- **SET EXERCISE**
Find the line containing "of the paved". Reproduce it and every line after it up to the end of the records, exactly as written.

──────

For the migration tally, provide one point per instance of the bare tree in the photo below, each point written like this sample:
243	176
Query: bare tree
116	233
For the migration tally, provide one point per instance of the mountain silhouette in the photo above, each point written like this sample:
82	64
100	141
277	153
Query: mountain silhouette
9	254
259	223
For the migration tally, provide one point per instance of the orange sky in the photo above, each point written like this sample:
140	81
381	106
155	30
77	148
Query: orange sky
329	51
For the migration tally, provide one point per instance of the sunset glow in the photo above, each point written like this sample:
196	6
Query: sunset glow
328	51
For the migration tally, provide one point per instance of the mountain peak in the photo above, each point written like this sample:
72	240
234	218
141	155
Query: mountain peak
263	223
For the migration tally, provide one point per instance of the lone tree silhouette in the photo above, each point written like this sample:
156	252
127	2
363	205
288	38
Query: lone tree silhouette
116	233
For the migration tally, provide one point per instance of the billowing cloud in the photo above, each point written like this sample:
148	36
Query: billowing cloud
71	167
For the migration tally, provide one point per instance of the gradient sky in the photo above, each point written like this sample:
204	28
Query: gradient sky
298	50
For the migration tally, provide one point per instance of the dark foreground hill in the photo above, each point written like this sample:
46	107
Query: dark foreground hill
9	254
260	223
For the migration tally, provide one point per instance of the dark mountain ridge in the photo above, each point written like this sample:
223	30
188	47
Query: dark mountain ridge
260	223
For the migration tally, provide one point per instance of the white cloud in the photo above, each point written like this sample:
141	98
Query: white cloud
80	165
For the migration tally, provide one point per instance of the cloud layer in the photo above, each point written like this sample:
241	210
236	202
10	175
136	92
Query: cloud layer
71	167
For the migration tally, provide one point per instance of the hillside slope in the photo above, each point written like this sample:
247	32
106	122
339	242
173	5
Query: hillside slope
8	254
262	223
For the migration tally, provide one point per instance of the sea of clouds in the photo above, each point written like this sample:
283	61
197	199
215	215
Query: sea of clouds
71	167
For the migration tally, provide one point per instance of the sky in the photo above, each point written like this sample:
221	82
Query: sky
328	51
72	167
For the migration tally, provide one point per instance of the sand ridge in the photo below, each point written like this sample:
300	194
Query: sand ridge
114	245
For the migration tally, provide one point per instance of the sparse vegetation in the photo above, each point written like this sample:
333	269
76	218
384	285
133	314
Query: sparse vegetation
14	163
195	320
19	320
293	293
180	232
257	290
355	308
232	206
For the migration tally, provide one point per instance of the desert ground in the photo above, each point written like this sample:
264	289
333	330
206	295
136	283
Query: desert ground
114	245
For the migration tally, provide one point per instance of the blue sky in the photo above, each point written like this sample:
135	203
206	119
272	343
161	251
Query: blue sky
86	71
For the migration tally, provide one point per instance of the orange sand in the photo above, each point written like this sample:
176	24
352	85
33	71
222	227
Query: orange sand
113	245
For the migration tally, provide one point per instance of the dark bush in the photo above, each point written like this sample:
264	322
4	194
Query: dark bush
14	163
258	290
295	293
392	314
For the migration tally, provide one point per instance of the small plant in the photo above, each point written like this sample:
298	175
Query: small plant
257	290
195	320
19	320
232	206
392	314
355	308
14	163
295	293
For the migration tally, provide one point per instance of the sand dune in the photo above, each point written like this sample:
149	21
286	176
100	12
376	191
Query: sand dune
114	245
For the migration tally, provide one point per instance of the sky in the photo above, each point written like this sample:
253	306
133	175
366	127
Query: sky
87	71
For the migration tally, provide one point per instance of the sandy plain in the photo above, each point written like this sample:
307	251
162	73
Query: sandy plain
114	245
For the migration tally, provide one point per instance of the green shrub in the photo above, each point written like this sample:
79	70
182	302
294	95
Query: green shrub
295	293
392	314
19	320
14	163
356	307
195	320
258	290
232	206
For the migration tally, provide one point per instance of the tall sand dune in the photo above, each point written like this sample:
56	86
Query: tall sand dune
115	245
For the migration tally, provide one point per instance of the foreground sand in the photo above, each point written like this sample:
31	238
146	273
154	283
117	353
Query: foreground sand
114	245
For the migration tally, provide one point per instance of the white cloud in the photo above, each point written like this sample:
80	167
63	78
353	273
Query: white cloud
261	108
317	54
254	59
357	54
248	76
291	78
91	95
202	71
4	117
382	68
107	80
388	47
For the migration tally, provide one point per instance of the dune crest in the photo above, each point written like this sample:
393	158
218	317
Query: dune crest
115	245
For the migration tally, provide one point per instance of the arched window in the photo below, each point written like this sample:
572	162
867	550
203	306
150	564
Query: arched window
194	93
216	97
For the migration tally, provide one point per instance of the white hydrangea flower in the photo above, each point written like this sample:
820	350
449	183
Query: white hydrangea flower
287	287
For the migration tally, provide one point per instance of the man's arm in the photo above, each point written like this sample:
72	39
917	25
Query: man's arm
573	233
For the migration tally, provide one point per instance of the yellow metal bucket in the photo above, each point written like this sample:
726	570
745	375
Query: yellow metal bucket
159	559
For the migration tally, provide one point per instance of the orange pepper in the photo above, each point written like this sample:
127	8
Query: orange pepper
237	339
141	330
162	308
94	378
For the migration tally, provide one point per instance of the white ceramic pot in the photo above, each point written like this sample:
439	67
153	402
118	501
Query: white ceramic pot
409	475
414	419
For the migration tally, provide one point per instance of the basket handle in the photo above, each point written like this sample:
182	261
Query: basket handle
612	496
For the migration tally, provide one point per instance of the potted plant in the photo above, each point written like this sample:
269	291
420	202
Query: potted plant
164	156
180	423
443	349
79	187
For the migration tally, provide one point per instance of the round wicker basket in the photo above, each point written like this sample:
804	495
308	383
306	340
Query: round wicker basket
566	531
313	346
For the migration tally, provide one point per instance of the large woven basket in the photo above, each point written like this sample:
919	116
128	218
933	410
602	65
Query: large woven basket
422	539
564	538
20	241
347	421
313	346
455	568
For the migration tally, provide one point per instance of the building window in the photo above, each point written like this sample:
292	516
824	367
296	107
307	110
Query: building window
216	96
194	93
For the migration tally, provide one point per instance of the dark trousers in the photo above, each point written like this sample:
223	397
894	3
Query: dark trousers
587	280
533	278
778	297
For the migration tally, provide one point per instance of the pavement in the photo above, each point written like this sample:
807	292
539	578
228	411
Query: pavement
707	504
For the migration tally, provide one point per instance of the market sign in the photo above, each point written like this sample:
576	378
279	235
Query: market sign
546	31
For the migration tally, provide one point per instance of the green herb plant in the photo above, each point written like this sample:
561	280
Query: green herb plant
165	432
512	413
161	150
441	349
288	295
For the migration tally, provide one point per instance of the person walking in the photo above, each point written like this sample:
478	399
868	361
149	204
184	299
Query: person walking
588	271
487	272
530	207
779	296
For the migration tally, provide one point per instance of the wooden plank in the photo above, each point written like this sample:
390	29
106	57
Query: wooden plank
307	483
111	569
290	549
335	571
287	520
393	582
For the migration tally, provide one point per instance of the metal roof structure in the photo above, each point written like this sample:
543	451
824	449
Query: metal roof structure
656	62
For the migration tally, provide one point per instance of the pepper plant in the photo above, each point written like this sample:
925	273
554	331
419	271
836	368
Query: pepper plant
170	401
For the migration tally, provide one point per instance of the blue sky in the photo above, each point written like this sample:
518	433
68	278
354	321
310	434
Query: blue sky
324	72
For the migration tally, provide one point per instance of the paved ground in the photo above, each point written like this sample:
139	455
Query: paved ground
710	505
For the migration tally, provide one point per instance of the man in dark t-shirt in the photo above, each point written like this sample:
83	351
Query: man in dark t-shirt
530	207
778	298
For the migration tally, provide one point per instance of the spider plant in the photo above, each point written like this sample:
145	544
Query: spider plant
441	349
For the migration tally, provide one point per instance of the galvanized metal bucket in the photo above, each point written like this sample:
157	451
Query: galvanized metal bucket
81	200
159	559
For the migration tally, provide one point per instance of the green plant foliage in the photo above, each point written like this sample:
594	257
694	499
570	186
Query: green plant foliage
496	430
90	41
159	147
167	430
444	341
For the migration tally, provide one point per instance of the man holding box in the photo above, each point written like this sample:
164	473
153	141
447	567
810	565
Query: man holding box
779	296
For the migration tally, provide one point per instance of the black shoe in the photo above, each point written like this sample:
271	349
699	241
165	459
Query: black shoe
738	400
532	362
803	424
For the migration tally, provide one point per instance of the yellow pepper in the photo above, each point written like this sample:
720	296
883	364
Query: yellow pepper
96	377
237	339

──────

- **THE RESPONSE**
For the migration tally, provide one point per instance of the paved ground in the photo above, each point written like this sample:
139	455
Query: paved ground
710	505
For the migration tally, provide one point per instance of the man in dark t-shirt in the photo above, each point written like this sample:
83	351
Query: man in dark t-shirt
530	207
778	298
For the migration tally, provide one point per instance of the spider plant in the photo above, each point written like this sample:
145	544
Query: spider plant
441	349
For the migration tally, provide one point per instance of the galvanized metal bucket in the photo above, each point written like this sample:
157	451
Query: galvanized metal bucket
81	200
159	559
For the migration tally, provide one point per instance of the green plant foliage in the photo above, each point written like this sample:
594	257
694	499
570	186
Query: green plant foliage
496	430
90	41
159	147
167	430
444	341
For the migration tally, provide one point per instance of the man holding box in the photo above, each point written like this sample:
164	473
153	141
447	567
810	565
Query: man holding box
779	296
For the migration tally, provide one point per instance of the black shoe in the photo above, each point written like this sample:
271	349
699	241
165	459
Query: black shoe
738	400
532	362
803	424
For the migration tally, provide one point per instance of the yellow pepper in the photo above, each point written like this sample:
720	296
883	364
Query: yellow pepper
96	377
237	339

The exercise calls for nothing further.